(Items from a data source)
•••

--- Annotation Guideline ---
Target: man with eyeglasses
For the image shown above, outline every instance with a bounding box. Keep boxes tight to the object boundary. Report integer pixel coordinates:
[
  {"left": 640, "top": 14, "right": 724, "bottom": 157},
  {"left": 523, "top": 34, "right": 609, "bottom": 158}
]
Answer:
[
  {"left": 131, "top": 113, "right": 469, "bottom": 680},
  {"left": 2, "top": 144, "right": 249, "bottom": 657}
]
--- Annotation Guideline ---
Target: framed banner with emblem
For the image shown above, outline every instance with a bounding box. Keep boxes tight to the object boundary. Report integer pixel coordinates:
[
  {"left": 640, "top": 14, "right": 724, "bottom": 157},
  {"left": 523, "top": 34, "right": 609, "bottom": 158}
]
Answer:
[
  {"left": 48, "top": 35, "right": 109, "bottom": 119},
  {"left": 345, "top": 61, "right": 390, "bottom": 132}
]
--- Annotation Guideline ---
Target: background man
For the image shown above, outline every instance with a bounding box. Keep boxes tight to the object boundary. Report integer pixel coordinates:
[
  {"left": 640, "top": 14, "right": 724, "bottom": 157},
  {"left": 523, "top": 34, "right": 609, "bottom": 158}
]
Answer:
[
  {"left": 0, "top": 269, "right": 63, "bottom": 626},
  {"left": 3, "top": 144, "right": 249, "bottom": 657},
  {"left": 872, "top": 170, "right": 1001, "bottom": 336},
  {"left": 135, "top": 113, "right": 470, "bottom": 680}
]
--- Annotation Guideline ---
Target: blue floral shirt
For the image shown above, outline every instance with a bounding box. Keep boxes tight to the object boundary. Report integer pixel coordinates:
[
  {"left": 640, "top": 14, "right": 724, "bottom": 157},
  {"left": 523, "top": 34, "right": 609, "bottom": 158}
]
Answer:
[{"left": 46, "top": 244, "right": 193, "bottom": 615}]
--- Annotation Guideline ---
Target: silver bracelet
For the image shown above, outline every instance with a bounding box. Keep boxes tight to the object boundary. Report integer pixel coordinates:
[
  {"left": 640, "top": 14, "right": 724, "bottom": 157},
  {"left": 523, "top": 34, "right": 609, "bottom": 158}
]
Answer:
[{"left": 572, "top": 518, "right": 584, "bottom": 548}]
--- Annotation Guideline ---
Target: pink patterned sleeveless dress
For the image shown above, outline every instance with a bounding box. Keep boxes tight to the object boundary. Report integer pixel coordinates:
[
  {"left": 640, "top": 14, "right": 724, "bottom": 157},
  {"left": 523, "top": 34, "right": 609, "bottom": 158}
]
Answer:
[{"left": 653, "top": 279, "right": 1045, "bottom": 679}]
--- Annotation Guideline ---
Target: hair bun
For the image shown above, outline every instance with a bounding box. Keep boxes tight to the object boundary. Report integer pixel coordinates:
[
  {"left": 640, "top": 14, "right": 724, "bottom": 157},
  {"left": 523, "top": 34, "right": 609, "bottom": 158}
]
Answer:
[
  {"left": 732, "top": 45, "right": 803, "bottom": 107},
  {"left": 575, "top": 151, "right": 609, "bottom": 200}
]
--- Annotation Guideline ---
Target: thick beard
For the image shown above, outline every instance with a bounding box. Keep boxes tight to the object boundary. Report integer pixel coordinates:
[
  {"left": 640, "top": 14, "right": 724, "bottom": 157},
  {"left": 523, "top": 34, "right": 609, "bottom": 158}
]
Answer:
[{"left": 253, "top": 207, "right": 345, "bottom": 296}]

•••

## Required action:
Your task is to copy every entry above, exactly as written.

## Exercise output:
--- Annotation Guideline ---
Target: man with eyeglasses
For the image shown above, outline every instance with a bounding box. Keep boxes tight to the object boundary. Report integer pixel coordinates:
[
  {"left": 640, "top": 14, "right": 724, "bottom": 157},
  {"left": 523, "top": 34, "right": 609, "bottom": 158}
]
Answer:
[
  {"left": 131, "top": 113, "right": 469, "bottom": 680},
  {"left": 2, "top": 144, "right": 249, "bottom": 657}
]
--- Annotation Guideline ---
Target: framed banner with emblem
For the image shown above, outline every instance with a bounding box. Keep boxes tight to the object boundary. Report integer pixel coordinates:
[
  {"left": 640, "top": 14, "right": 724, "bottom": 157},
  {"left": 523, "top": 34, "right": 609, "bottom": 158}
]
Answer:
[
  {"left": 48, "top": 35, "right": 109, "bottom": 119},
  {"left": 345, "top": 61, "right": 390, "bottom": 132}
]
--- Annotation Guideline ---
Target: background man
For the image shown above, outline every instance with a bounding box. Keep boxes tight to the object boundary. Report integer pixel coordinates:
[
  {"left": 640, "top": 14, "right": 724, "bottom": 157},
  {"left": 523, "top": 34, "right": 609, "bottom": 158}
]
Answer:
[
  {"left": 0, "top": 269, "right": 63, "bottom": 626},
  {"left": 3, "top": 144, "right": 249, "bottom": 657},
  {"left": 872, "top": 170, "right": 1001, "bottom": 336},
  {"left": 135, "top": 113, "right": 470, "bottom": 680}
]
--- Annotation Guideline ---
Target: blue floral shirt
For the image shown above, outline every instance with a bounding box. Keep boxes tight to the object boundary. Report integer pixel coordinates:
[
  {"left": 640, "top": 14, "right": 724, "bottom": 157},
  {"left": 523, "top": 34, "right": 609, "bottom": 158}
]
Answer:
[{"left": 46, "top": 244, "right": 193, "bottom": 615}]
--- Annotation Guideline ---
Target: silver bracelet
For the image shown above, outline every instance with a bounding box. Keep boxes tight to the object boundary. Report integer pixel coordinates:
[
  {"left": 640, "top": 14, "right": 724, "bottom": 157},
  {"left": 523, "top": 34, "right": 609, "bottom": 158}
]
Answer:
[{"left": 572, "top": 518, "right": 584, "bottom": 548}]
--- Annotation Guideline ---
Target: pink patterned sleeveless dress
For the image shown above, outline every instance with a bounding box. Keep boxes tight to the object boundary. Report integer pixel coordinates:
[
  {"left": 640, "top": 14, "right": 724, "bottom": 157},
  {"left": 523, "top": 34, "right": 609, "bottom": 158}
]
Answer:
[{"left": 653, "top": 279, "right": 1045, "bottom": 679}]
--- Annotation Guideline ---
Target: hair bun
For the image shown above, outline every instance with a bounding box. Keep boxes tight to the object boundary. Report integer pixel coordinates:
[
  {"left": 640, "top": 14, "right": 724, "bottom": 157},
  {"left": 523, "top": 34, "right": 609, "bottom": 158}
]
Answer:
[
  {"left": 732, "top": 45, "right": 803, "bottom": 107},
  {"left": 575, "top": 151, "right": 609, "bottom": 200}
]
--- Annotation Guideline ---
Target: thick beard
For the image shown above, outline every instance with a bounding box. Keep boxes tight to the object boundary. Report integer pixel coordinates:
[
  {"left": 640, "top": 14, "right": 724, "bottom": 157},
  {"left": 523, "top": 34, "right": 609, "bottom": 158}
]
Answer:
[{"left": 253, "top": 207, "right": 345, "bottom": 296}]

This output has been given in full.